Aim of the task -
Copy all of the following material line for line, without changing anything.

Input -
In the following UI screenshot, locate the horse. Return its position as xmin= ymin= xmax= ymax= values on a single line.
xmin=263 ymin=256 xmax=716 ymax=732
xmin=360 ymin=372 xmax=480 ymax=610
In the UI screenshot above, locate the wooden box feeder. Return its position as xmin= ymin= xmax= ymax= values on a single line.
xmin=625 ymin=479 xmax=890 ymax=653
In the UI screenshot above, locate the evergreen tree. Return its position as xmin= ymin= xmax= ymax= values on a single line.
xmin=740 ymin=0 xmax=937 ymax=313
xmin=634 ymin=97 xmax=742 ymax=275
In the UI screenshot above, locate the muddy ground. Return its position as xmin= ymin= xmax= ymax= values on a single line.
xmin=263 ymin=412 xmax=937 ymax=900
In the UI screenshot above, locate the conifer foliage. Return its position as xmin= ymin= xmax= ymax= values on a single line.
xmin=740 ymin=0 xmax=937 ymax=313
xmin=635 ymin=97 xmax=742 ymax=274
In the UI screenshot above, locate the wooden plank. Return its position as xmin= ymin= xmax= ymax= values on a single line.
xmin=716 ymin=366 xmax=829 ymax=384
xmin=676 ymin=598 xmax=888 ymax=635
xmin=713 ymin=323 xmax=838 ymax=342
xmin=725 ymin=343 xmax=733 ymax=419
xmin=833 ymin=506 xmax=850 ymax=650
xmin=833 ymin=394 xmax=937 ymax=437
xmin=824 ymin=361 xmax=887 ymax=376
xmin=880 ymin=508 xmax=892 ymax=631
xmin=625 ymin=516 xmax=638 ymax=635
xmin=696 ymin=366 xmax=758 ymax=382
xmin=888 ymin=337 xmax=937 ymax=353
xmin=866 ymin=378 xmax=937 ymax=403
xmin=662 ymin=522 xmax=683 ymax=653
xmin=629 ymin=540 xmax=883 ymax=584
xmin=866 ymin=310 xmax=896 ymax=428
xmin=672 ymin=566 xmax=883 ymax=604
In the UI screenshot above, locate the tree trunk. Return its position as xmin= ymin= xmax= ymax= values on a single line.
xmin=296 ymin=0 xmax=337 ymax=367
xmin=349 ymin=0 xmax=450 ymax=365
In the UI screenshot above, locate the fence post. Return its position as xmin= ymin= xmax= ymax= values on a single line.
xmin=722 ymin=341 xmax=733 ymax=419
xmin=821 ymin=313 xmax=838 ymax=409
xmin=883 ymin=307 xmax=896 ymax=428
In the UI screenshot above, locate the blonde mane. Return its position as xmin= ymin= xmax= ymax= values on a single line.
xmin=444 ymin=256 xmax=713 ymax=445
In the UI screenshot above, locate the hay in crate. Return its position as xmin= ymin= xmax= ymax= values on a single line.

Output for this task -
In the following UI screenshot, locate the horse. Return its position as xmin= ymin= xmax= ymax= values on a single line.
xmin=263 ymin=256 xmax=716 ymax=732
xmin=360 ymin=372 xmax=480 ymax=610
In the UI screenshot above, locate the wooden box feeder. Return its position as xmin= ymin= xmax= ymax= values on a single line.
xmin=625 ymin=479 xmax=890 ymax=653
In the UI screenshot above, locate the evergreen tree. Return its position as xmin= ymin= xmax= ymax= values on a single line.
xmin=740 ymin=0 xmax=937 ymax=313
xmin=634 ymin=97 xmax=742 ymax=275
In the UI screenshot above, locate the muddy ground. Return its position as xmin= ymin= xmax= ymax= values on a single line.
xmin=263 ymin=412 xmax=937 ymax=900
In the UI screenshot above, locate the conifer foliage. Return its position as xmin= ymin= xmax= ymax= values on a single line.
xmin=740 ymin=0 xmax=937 ymax=313
xmin=635 ymin=97 xmax=742 ymax=274
In the UI screenshot above, locate the wooden plank. Return its position as xmin= ymin= xmax= ymax= values on a single line.
xmin=716 ymin=366 xmax=829 ymax=384
xmin=676 ymin=598 xmax=888 ymax=635
xmin=713 ymin=323 xmax=838 ymax=342
xmin=725 ymin=343 xmax=733 ymax=419
xmin=833 ymin=506 xmax=850 ymax=650
xmin=833 ymin=394 xmax=937 ymax=437
xmin=824 ymin=361 xmax=887 ymax=376
xmin=880 ymin=508 xmax=892 ymax=631
xmin=625 ymin=516 xmax=638 ymax=635
xmin=696 ymin=366 xmax=758 ymax=382
xmin=888 ymin=337 xmax=937 ymax=353
xmin=866 ymin=378 xmax=937 ymax=403
xmin=662 ymin=522 xmax=683 ymax=653
xmin=629 ymin=540 xmax=883 ymax=584
xmin=866 ymin=310 xmax=896 ymax=428
xmin=672 ymin=566 xmax=883 ymax=604
In the UI screenshot above, locate the tree trunk. Return its position as xmin= ymin= xmax= ymax= values on a single line.
xmin=296 ymin=0 xmax=337 ymax=367
xmin=349 ymin=0 xmax=450 ymax=365
In the UI screenshot above, locate the fence post. Return its position as xmin= ymin= xmax= ymax= values on a single line.
xmin=722 ymin=341 xmax=733 ymax=419
xmin=821 ymin=313 xmax=838 ymax=409
xmin=883 ymin=307 xmax=896 ymax=428
In the UI screenshot above, locate the blonde mane. Return its position as xmin= ymin= xmax= ymax= values on a single line.
xmin=444 ymin=256 xmax=713 ymax=445
In the UI screenshot above, locate the hay in crate. Return its position as xmin= ymin= xmax= ymax= values on a single line.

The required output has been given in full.